▽

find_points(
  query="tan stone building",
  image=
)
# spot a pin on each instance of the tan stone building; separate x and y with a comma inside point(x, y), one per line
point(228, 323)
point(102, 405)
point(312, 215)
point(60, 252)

△

*What you need to do:* Would you reproduce the material above in full, exactly as given?

*Answer for this exercise:*
find_points(
  query="tan stone building",
  image=
)
# spot a pin on each instance of the tan stone building; separate x and y with a comma inside point(x, y), one per line
point(228, 323)
point(102, 405)
point(312, 215)
point(60, 252)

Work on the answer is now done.